#### [Exercise goal]
Each line below should be repeated exactly as it stands.

#### [Records supplied]

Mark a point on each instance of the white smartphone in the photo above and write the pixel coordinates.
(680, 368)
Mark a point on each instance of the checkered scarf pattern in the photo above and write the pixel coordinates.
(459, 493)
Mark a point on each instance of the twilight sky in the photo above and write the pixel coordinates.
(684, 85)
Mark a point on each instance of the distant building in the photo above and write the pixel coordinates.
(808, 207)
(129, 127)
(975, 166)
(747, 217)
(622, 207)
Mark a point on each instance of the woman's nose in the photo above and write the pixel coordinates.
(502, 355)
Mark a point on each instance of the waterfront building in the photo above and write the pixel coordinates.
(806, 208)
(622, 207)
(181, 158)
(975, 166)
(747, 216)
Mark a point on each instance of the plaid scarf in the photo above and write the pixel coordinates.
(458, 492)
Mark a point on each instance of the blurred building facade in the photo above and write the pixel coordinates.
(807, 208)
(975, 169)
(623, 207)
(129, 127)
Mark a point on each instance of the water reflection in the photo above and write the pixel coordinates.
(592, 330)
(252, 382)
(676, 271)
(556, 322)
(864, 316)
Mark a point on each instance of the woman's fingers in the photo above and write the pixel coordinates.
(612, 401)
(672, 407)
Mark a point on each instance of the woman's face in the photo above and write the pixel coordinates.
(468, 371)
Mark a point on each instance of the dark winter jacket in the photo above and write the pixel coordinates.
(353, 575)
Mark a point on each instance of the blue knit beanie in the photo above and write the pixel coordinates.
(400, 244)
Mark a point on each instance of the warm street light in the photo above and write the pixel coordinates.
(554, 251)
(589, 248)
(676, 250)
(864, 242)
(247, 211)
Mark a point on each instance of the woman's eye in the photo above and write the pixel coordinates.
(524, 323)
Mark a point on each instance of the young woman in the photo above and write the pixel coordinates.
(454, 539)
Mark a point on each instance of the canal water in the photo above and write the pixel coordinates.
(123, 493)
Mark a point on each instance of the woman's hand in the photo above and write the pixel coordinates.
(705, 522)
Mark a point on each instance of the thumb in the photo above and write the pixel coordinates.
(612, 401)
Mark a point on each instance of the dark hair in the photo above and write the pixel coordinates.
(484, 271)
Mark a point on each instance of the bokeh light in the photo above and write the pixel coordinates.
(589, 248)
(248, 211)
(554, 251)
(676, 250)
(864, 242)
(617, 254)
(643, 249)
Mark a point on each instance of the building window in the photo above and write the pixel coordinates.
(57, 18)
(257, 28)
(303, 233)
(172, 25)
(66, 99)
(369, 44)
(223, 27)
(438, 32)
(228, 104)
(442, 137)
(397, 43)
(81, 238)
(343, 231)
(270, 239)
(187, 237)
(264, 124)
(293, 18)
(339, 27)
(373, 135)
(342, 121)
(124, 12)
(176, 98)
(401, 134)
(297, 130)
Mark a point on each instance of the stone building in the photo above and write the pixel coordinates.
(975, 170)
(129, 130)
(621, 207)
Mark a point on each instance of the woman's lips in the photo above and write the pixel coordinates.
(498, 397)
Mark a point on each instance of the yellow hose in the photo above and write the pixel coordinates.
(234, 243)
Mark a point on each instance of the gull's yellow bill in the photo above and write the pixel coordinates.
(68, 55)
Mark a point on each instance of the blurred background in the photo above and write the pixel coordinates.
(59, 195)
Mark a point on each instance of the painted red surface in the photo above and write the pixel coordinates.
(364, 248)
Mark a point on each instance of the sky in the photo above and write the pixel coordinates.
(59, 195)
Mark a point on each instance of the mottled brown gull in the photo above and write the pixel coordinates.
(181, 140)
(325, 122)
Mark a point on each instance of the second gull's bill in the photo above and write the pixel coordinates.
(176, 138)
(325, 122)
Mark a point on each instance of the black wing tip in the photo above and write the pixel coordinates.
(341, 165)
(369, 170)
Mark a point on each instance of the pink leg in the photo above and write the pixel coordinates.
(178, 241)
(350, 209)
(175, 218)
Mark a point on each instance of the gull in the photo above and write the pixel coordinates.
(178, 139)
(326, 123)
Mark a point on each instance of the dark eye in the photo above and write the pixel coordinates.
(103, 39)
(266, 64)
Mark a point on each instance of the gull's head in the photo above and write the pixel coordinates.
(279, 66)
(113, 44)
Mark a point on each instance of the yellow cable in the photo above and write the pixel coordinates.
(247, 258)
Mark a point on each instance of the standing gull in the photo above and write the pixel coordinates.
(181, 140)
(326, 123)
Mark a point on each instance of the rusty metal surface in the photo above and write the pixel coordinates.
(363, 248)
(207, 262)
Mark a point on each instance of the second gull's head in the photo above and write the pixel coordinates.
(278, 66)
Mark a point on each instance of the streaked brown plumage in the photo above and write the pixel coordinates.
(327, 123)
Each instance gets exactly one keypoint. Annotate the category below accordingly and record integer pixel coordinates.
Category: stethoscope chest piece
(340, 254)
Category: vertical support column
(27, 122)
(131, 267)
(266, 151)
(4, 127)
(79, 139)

#### [Answer to this problem]
Mark a point on each instance of the white smartphone in the photo above and write the pixel coordinates.
(680, 368)
Mark a point on each instance of the checkered scarf pattern in the photo above and write the pixel coordinates.
(459, 493)
Mark a point on each instance of the twilight sky in the photo above and write the pixel coordinates.
(684, 85)
Mark a point on each instance of the distant building in the photo above and write the pixel coordinates.
(808, 207)
(129, 127)
(975, 166)
(747, 217)
(622, 207)
Mark a point on each instance of the woman's nose in the photo above and write the pixel coordinates.
(502, 355)
Mark a point on each instance of the waterfront building in the photo above and write the pixel coordinates.
(806, 208)
(622, 207)
(181, 158)
(975, 166)
(747, 216)
Mark a point on each instance of the plaid scarf in the photo above and write the pixel coordinates.
(458, 492)
Mark a point on each instance of the blurred building facade in the photo above and write the pixel coordinates.
(807, 208)
(975, 169)
(623, 207)
(129, 127)
Mark a point on each instance of the water reflection in the photo above and write the pixel coordinates.
(592, 330)
(252, 382)
(676, 271)
(556, 322)
(864, 316)
Mark a point on each instance of the woman's fingers in the photo above and write the pixel coordinates.
(612, 401)
(672, 407)
Mark a point on each instance of the woman's face in the photo above and write the pixel coordinates.
(468, 371)
Mark a point on each instance of the dark winter jacket in the photo above and write the pixel coordinates.
(353, 575)
Mark a point on each instance of the blue knit beanie in the photo above and write the pixel coordinates.
(400, 244)
Mark a point on each instance of the warm street light in the photo above and write the pixel coordinates.
(554, 251)
(589, 248)
(676, 250)
(864, 242)
(247, 211)
Mark a point on each instance of the woman's eye in the photo above and write the pixel coordinates.
(524, 323)
Mark a point on each instance of the young woman in the photo above and write the pixel coordinates.
(454, 539)
Mark a point on each instance of the canal water in the photo above and write the pixel coordinates.
(123, 493)
Mark a point on each instance of the woman's hand in the photo above and write the pixel coordinates.
(705, 522)
Mark a point on each instance of the thumb in the photo above and write the pixel coordinates.
(612, 401)
Mark a point on each instance of the dark hair in the photo above and write the pixel coordinates.
(484, 271)
Mark a point on each instance of the bokeh light in the photo above and write the pixel coordinates.
(589, 248)
(248, 211)
(554, 251)
(676, 250)
(864, 242)
(617, 254)
(643, 249)
Mark a point on each instance of the building window in the photo above and write the pixel coordinates.
(57, 18)
(257, 28)
(303, 233)
(172, 25)
(66, 99)
(369, 44)
(223, 27)
(438, 32)
(228, 104)
(442, 137)
(397, 43)
(81, 238)
(343, 231)
(270, 239)
(187, 237)
(264, 124)
(293, 18)
(339, 27)
(373, 135)
(342, 121)
(124, 12)
(176, 98)
(401, 134)
(297, 130)
Mark a point on each instance of the stone building in the photo above and write the pixel coordinates.
(975, 170)
(129, 130)
(621, 207)
Mark a point on each instance of the woman's lips in the photo above and write the pixel coordinates.
(498, 397)
Mark a point on each instance of the yellow hose in the photo above and write the pixel coordinates.
(234, 243)
Mark a point on each instance of the gull's yellow bill in the photo above and write the pixel coordinates.
(68, 55)
Mark a point on each instance of the blurred background in the photo above and write the pixel coordinates.
(59, 195)
Mark a point on each instance of the painted red surface in the photo above and write the pixel coordinates.
(364, 248)
Mark a point on each instance of the sky in the photo above and write the pixel coordinates.
(59, 195)
Mark a point on each instance of the mottled brown gull in the photo above and write the pixel coordinates.
(181, 140)
(325, 122)
Mark a point on each instance of the second gull's bill in the photo above and write the pixel coordinates.
(176, 138)
(325, 122)
Mark a point on each instance of the black wing tip in the photo above and write the pixel coordinates.
(341, 165)
(369, 170)
Mark a point on each instance of the pink leg in the photo above and write the pixel coordinates.
(178, 241)
(350, 209)
(175, 218)
Mark a point on each instance of the gull in the photo above and write the pixel coordinates.
(178, 139)
(326, 123)
Mark a point on each instance of the dark eye in the photo above and write the pixel coordinates.
(103, 39)
(266, 64)
Mark a point on each instance of the gull's head in the photo above and write the pixel coordinates.
(279, 66)
(113, 44)
Mark a point on each instance of the yellow cable in the photo above and write the pixel coordinates.
(247, 258)
Mark a point on each instance of the standing gull in the photo above and write the pixel coordinates.
(181, 140)
(326, 123)
Mark a point on each instance of the rusty metal surface in the photo above and write the pixel coordinates.
(363, 248)
(207, 262)
Mark a point on each instance of the second gull's head in the photo above and write the pixel coordinates.
(278, 66)
Mark a point on each instance of the streaked brown plumage in the photo above and write the pixel coordinates.
(327, 123)
Each instance gets exactly one keypoint. Annotate the category below accordingly and record integer pixel coordinates.
Category: stethoscope chest piece
(340, 254)
Category: vertical support column
(27, 122)
(131, 267)
(266, 151)
(4, 127)
(79, 139)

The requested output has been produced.